Please output exactly the run of lines that starts at the line with "of the computer" and ends at the last line of the records below.

### The input:

____

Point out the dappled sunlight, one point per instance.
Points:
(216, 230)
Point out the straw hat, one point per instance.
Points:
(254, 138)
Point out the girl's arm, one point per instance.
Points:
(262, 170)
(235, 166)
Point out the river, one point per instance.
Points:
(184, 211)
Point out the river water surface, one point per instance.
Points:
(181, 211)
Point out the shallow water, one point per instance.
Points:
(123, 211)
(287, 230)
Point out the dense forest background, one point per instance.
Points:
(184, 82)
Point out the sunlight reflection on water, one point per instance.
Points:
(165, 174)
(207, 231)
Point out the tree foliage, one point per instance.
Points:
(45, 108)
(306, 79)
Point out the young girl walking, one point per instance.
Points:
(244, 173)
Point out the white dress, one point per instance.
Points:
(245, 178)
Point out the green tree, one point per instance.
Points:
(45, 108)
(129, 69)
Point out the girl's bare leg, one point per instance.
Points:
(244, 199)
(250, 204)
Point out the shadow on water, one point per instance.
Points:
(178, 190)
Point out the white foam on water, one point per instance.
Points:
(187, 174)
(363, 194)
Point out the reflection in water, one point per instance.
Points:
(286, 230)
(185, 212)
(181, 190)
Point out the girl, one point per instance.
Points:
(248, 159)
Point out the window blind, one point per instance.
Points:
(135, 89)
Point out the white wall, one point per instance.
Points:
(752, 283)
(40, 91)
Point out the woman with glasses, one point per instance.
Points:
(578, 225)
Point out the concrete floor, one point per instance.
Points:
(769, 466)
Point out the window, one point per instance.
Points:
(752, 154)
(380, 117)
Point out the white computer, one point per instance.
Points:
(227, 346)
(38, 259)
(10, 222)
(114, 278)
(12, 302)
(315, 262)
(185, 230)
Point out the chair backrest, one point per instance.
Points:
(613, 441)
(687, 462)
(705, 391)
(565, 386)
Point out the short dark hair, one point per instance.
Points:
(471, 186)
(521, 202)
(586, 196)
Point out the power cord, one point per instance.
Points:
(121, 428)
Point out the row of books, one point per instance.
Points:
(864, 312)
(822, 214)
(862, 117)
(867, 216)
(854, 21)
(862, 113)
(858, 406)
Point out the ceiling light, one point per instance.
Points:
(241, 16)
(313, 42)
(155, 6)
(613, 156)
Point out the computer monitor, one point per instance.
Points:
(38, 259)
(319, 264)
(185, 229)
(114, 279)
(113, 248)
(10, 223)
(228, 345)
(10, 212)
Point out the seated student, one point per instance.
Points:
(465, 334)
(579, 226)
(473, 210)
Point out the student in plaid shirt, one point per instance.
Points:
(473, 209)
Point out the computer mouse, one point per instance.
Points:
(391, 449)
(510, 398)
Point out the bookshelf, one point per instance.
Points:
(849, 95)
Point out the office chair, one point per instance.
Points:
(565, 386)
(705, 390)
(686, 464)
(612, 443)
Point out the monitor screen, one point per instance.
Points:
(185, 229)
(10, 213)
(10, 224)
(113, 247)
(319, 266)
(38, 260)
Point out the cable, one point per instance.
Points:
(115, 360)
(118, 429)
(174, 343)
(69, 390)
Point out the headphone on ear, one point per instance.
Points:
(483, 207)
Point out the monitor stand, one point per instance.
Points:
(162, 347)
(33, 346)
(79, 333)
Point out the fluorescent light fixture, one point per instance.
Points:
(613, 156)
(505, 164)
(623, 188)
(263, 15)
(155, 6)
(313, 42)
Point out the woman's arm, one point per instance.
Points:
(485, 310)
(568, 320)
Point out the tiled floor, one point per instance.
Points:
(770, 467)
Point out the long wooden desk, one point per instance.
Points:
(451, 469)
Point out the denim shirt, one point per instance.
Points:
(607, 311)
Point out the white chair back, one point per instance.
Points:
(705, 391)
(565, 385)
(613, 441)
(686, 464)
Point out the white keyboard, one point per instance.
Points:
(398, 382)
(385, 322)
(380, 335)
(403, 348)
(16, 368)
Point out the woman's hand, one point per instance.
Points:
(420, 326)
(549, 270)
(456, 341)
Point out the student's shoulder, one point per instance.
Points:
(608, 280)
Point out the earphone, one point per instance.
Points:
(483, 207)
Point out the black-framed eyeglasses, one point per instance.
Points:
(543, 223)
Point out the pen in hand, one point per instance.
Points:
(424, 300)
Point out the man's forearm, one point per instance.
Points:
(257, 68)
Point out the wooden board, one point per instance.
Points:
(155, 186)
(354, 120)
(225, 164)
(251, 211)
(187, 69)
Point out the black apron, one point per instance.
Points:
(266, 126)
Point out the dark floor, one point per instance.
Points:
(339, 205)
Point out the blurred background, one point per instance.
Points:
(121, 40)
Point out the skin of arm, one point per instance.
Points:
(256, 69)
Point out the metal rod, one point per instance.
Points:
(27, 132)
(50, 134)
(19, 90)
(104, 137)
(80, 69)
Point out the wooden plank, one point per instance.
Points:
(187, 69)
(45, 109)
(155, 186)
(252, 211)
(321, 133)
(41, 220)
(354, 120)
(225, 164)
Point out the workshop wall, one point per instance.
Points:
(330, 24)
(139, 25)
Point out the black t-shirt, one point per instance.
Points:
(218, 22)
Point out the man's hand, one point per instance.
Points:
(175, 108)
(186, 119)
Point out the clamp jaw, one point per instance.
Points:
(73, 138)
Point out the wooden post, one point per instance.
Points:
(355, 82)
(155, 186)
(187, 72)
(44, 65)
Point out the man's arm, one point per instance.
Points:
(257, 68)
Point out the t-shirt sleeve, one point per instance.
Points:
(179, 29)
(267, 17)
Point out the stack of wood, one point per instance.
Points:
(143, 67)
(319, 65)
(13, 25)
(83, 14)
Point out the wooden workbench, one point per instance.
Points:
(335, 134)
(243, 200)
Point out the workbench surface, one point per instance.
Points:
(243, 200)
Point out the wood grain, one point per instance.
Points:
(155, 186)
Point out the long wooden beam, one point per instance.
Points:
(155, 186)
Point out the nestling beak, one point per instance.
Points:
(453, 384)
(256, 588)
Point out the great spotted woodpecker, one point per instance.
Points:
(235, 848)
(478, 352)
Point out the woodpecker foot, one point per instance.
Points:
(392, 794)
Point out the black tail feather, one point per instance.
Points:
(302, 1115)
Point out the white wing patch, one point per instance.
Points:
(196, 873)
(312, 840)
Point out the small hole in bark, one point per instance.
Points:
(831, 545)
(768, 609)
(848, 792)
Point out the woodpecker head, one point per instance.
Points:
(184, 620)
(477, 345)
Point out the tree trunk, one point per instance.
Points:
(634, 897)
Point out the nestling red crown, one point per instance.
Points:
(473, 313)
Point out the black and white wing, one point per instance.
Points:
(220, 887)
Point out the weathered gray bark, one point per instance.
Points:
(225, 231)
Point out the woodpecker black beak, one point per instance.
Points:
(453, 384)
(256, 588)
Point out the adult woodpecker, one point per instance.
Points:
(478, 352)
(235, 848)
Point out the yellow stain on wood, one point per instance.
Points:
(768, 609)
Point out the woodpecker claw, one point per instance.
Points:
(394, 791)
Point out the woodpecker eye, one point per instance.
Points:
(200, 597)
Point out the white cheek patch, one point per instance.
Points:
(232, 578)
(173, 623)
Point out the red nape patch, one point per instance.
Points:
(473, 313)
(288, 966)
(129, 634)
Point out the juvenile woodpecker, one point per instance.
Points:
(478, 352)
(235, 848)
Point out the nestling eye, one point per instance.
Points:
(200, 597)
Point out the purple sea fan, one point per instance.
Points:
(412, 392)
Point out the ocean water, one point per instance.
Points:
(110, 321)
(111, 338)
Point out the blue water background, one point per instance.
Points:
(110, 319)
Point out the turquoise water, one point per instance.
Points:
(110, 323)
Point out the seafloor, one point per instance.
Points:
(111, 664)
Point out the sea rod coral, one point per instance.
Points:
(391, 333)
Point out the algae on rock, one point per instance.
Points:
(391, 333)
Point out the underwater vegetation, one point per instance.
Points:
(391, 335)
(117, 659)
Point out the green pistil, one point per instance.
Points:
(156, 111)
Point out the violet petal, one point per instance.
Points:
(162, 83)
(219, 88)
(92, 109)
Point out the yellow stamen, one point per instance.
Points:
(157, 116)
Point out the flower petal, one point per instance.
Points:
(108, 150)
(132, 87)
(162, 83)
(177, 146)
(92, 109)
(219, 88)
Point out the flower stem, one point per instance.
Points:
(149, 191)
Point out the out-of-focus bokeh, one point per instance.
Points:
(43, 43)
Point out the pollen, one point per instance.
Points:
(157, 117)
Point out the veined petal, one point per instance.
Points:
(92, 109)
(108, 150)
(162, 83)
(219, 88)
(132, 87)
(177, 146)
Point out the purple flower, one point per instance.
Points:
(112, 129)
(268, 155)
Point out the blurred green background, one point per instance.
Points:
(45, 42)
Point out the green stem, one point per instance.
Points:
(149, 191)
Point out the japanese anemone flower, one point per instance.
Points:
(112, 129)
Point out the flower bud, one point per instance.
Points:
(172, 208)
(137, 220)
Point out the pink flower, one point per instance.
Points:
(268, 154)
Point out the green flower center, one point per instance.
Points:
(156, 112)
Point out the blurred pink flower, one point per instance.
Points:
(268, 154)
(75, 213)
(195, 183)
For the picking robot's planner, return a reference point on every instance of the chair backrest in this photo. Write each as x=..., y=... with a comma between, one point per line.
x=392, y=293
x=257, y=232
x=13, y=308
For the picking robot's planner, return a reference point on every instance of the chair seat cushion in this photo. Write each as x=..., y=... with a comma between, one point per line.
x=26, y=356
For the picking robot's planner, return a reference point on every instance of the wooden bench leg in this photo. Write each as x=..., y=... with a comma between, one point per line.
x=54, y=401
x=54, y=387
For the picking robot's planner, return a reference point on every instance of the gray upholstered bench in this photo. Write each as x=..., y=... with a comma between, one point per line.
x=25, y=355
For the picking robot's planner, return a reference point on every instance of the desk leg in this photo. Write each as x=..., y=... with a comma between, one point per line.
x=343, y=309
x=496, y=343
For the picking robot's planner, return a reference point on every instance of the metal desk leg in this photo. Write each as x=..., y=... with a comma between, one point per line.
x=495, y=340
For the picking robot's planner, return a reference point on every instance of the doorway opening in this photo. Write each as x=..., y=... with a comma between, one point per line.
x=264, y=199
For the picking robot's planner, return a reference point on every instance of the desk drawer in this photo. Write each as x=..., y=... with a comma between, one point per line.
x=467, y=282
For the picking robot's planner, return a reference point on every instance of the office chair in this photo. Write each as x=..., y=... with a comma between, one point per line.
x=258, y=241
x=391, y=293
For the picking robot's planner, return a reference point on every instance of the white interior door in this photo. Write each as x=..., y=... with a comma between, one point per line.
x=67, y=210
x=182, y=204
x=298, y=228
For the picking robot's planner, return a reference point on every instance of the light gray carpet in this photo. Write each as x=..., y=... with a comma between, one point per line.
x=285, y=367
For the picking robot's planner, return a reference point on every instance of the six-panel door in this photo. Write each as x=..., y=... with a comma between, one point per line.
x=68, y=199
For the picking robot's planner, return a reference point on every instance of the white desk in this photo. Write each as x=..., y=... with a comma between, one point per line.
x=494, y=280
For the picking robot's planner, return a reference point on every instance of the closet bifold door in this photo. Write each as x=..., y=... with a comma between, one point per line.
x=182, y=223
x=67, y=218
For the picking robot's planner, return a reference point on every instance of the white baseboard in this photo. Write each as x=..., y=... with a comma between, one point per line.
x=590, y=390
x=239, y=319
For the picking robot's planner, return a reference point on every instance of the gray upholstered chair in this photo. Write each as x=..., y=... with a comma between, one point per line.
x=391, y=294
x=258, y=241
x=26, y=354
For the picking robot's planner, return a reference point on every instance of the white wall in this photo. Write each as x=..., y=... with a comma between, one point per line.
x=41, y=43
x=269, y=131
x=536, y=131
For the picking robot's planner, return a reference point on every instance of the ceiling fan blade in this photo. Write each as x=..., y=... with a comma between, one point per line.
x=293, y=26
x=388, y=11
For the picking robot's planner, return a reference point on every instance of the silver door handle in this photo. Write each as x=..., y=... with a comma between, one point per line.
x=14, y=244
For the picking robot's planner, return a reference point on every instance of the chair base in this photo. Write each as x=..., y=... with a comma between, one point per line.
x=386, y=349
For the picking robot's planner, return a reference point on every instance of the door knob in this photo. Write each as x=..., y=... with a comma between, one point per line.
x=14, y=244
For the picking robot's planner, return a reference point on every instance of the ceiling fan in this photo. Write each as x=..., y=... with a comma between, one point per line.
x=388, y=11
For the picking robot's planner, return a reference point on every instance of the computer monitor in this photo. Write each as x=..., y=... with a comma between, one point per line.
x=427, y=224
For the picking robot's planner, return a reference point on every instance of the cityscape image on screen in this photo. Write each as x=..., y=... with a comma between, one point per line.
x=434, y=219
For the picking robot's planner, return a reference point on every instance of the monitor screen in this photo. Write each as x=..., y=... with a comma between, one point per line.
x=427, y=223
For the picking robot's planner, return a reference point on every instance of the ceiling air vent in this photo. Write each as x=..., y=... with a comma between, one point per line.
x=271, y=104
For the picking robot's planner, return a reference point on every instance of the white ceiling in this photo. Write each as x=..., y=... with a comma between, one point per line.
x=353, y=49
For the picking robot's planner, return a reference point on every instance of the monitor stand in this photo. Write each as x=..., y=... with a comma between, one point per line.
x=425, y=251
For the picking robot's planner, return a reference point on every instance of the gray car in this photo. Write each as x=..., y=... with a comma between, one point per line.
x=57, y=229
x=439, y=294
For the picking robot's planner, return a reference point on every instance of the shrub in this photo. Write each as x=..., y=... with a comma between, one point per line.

____

### Full answer:
For the picking robot's planner, return a reference point on every instance of the computer monitor in this photo. Write each as x=..., y=... with a comma between, one point per line.
x=427, y=224
For the picking robot's planner, return a reference point on every instance of the cityscape image on screen in this photo. Write each as x=..., y=... with a comma between, one point per line.
x=434, y=219
For the picking robot's planner, return a reference point on every instance of the monitor screen in this photo. Write each as x=..., y=... with a comma between, one point per line.
x=427, y=223
For the picking robot's planner, return a reference point on every instance of the ceiling air vent in this photo. Write each as x=..., y=... with a comma between, one point per line.
x=271, y=104
For the picking robot's planner, return a reference point on every instance of the white ceiling in this photo. Write each as x=..., y=... with a comma between, one point per line.
x=353, y=49
For the picking robot's planner, return a reference point on every instance of the monitor stand in this photo. Write each as x=..., y=... with a comma between, one point per line.
x=425, y=251
For the picking robot's planner, return a reference point on every instance of the gray car in this photo. Write each as x=..., y=... with a comma between, one point per line.
x=57, y=229
x=439, y=294
For the picking robot's planner, return a reference point on every instance of the shrub in this photo. Write each as x=..., y=... with a comma between, one point per line.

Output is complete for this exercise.